*Aim*.
Please reproduce the records below with every "integer pixel coordinates" renamed to "whole-number pixel coordinates", changing nothing else. Leave the pictures out of your answer.

Data records

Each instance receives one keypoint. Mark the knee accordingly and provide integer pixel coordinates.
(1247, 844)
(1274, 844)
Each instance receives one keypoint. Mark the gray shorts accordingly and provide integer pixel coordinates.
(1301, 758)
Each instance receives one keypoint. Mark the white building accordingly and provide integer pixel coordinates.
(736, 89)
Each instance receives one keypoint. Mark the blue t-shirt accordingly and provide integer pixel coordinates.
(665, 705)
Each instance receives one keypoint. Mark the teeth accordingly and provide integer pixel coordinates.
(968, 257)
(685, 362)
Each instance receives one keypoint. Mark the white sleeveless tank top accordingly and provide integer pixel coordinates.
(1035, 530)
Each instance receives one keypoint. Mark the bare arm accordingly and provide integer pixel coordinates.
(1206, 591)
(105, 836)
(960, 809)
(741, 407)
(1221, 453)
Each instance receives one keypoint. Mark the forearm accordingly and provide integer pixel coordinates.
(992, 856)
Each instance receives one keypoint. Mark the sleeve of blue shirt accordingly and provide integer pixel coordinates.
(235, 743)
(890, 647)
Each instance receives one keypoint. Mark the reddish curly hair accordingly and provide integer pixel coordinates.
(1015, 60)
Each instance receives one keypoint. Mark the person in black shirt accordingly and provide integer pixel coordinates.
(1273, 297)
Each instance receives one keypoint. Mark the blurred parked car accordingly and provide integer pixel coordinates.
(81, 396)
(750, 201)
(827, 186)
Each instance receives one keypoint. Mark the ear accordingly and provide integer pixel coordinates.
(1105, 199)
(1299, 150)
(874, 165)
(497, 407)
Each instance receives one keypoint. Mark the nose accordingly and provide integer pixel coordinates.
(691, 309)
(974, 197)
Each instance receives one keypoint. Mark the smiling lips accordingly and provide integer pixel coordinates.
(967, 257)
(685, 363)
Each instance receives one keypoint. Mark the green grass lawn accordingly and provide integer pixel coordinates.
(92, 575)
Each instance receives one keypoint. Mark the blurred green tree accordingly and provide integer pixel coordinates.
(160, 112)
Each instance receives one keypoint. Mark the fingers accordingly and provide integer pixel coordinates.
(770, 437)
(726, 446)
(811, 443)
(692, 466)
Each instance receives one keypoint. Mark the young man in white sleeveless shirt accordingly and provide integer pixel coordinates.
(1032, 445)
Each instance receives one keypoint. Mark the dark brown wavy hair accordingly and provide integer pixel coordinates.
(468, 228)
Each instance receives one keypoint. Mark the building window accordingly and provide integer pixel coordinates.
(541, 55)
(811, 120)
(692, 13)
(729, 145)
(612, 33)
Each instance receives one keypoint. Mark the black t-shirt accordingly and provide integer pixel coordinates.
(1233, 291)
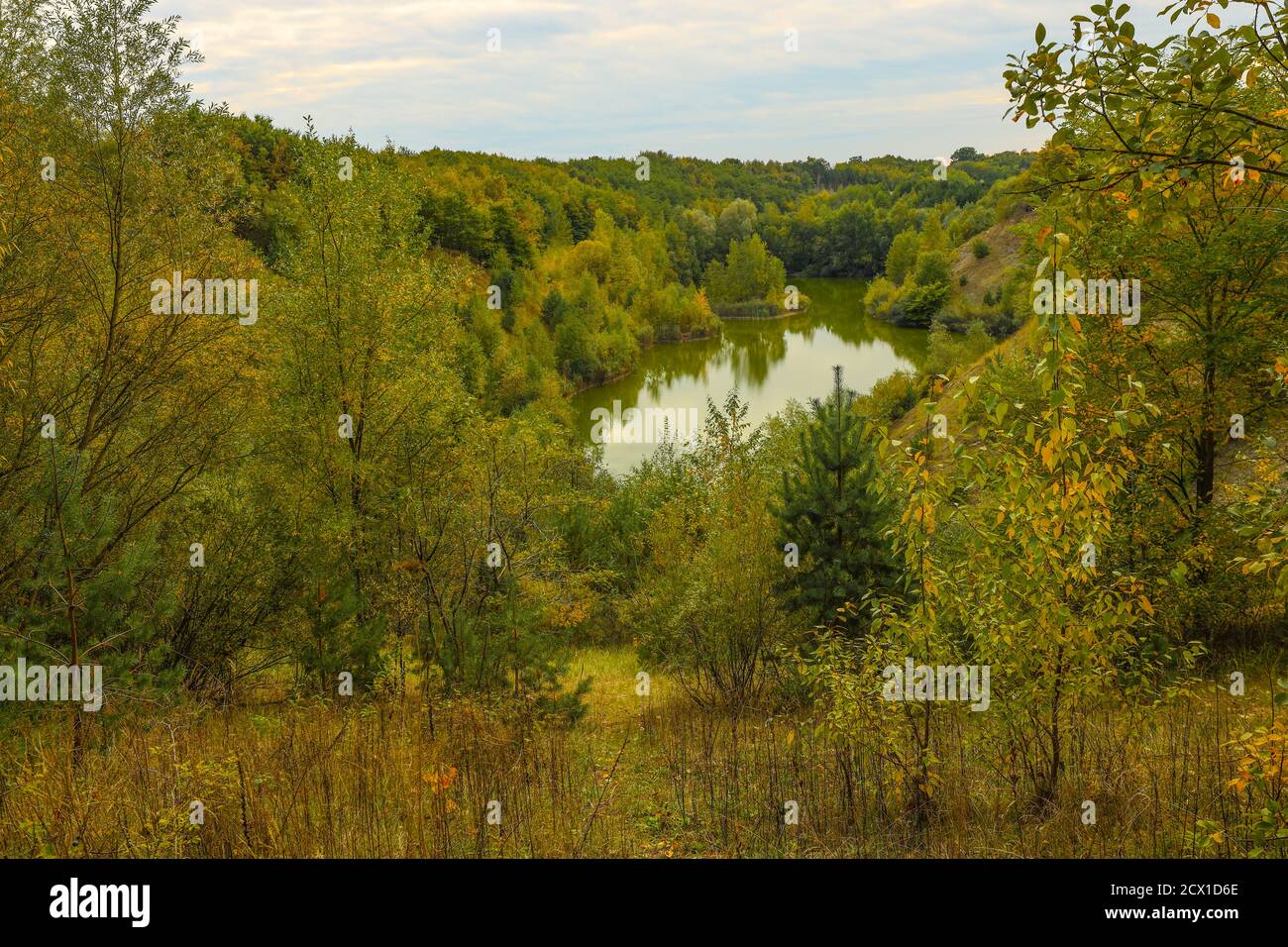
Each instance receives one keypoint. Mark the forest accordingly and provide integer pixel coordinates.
(288, 458)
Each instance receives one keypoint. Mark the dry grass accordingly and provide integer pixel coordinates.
(635, 777)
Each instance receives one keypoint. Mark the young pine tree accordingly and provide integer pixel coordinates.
(833, 512)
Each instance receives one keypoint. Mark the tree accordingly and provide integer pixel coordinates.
(902, 256)
(833, 510)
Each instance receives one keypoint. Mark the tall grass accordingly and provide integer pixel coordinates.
(635, 777)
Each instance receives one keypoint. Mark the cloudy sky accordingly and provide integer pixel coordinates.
(612, 77)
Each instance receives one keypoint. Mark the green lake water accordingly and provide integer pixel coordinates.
(768, 361)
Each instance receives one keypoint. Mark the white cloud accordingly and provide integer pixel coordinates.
(707, 77)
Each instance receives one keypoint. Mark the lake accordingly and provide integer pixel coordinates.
(769, 363)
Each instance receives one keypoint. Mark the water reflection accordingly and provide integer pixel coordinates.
(768, 361)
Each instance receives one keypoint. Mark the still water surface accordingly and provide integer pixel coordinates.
(768, 361)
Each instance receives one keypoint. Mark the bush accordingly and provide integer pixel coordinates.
(894, 395)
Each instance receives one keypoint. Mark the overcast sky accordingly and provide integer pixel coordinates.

*Solved problem*.
Each instance receives one keypoint. Mark the knee accordingly and provide whole-number pixel coordinates.
(1247, 844)
(1274, 844)
Each instance receives one keypoint. Mark the gray shorts accordingly and provide whole-number pixel coordinates.
(1301, 758)
Each instance receives one keypoint. Mark the white building accordingly and provide whole-number pixel coordinates.
(736, 89)
Each instance receives one keypoint. Mark the blue t-shirt accordingly and provide whole-number pixel coordinates.
(665, 705)
Each instance receives one keypoint. Mark the teeth accordingly and provide whole-number pixel coordinates.
(968, 257)
(685, 362)
Each instance receives one keypoint. Mark the white sleeveless tank top accordingly and provide whole-number pixel coordinates.
(1035, 530)
Each instance receives one keypoint. Mark the bare arm accordingly and provide whole-number pixel coordinates.
(1206, 591)
(105, 836)
(960, 809)
(741, 407)
(1221, 453)
Each instance receives one keypoint. Mark the forearm accordingly and provide whole-number pixel coordinates.
(992, 856)
Each instance receives one keypoint. Mark the sleeve of blue shirt accordingly and provide whole-number pixel coordinates.
(235, 743)
(890, 647)
Each instance receives one keypoint. Mark the reddish curly hair accordingly and provide whole-number pixel coordinates.
(1015, 60)
Each instance receives one keypoint. Mark the person in black shirt accordingly and provide whole-number pixel coordinates.
(1273, 297)
Each instance receives one keypoint. Mark the blurred parked car accordingly and provide whole-number pixel coordinates.
(81, 396)
(750, 201)
(827, 186)
Each instance receives one keypoint. Mark the ear accordingly and provide whole-number pixel coordinates.
(1105, 199)
(1299, 150)
(874, 165)
(497, 407)
Each instance receives one keypoint. Mark the nose accordingly and provide whole-number pixel coordinates.
(691, 309)
(974, 197)
Each instance receives one keypoint. Mark the smiling lips accordingly and provide whole-number pixel coordinates.
(967, 257)
(685, 363)
Each instance receives one keypoint. Mark the green grass lawn accordingly and provide whole-number pixel coordinates.
(92, 575)
Each instance receives one keypoint. Mark the blurred green tree accordingly and provide whole-number pixel coordinates.
(160, 112)
Each instance receives one keypoint. Mark the fingers accordingly and provide whole-number pixel coordinates.
(770, 437)
(726, 446)
(811, 443)
(692, 466)
Each instance receives one keypoint. Mark the young man in white sleeveless shirt accordingly and provide whole-number pixel coordinates.
(1032, 445)
Each instance receives one keypoint. Mark the dark brown wavy hair accordingly and provide whole-number pixel coordinates.
(468, 228)
Each instance receives one keypoint. Mark the building window accordingly and provide whole-number pixel coordinates.
(541, 55)
(811, 120)
(692, 13)
(729, 145)
(612, 33)
Each instance receives one keypoint. Mark the black t-shirt accordingly and provide whole-number pixel coordinates.
(1233, 291)
Each instance receives one keypoint. Mark the forest accordingly and provide whole-number pixel coordinates.
(288, 458)
Each instance receives one keypoint. Mark the dry grass accordingly and provide whole-number pixel coordinates.
(635, 777)
Each instance receives one keypoint. Mark the young pine tree accordingly and provide whole-number pixel coordinates.
(833, 512)
Each instance receives one keypoint. Mark the tree accordingly and provide whole-number pixel coordinates.
(902, 256)
(833, 510)
Each instance receives one keypoint. Mark the tall grass accordingly and provide whole-number pixel coordinates.
(635, 777)
Each instance receives one keypoint. Mark the cloudy sky accordingly and provide whole-number pixel coordinates.
(612, 77)
Each instance receives one keypoint. Mark the green lake water accordingly and provide whole-number pixel coordinates.
(768, 361)
Each instance receives one keypoint. Mark the white cloud accordingly and provide whole-number pixel coordinates.
(707, 77)
Each instance receives one keypoint. Mark the lake accordingly and provide whole-number pixel coordinates.
(769, 363)
Each instance receives one keypoint. Mark the water reflection accordingly and provide whole-number pixel coordinates.
(768, 361)
Each instance receives one keypoint. Mark the still water surface accordingly and provide whole-number pixel coordinates.
(768, 361)
Each instance receives one keypoint. Mark the bush accordingly and provide whole-number pixel coordinates.
(894, 395)
Each instance receives one keypoint. Mark the overcast sky accordingly and provide whole-number pixel coordinates.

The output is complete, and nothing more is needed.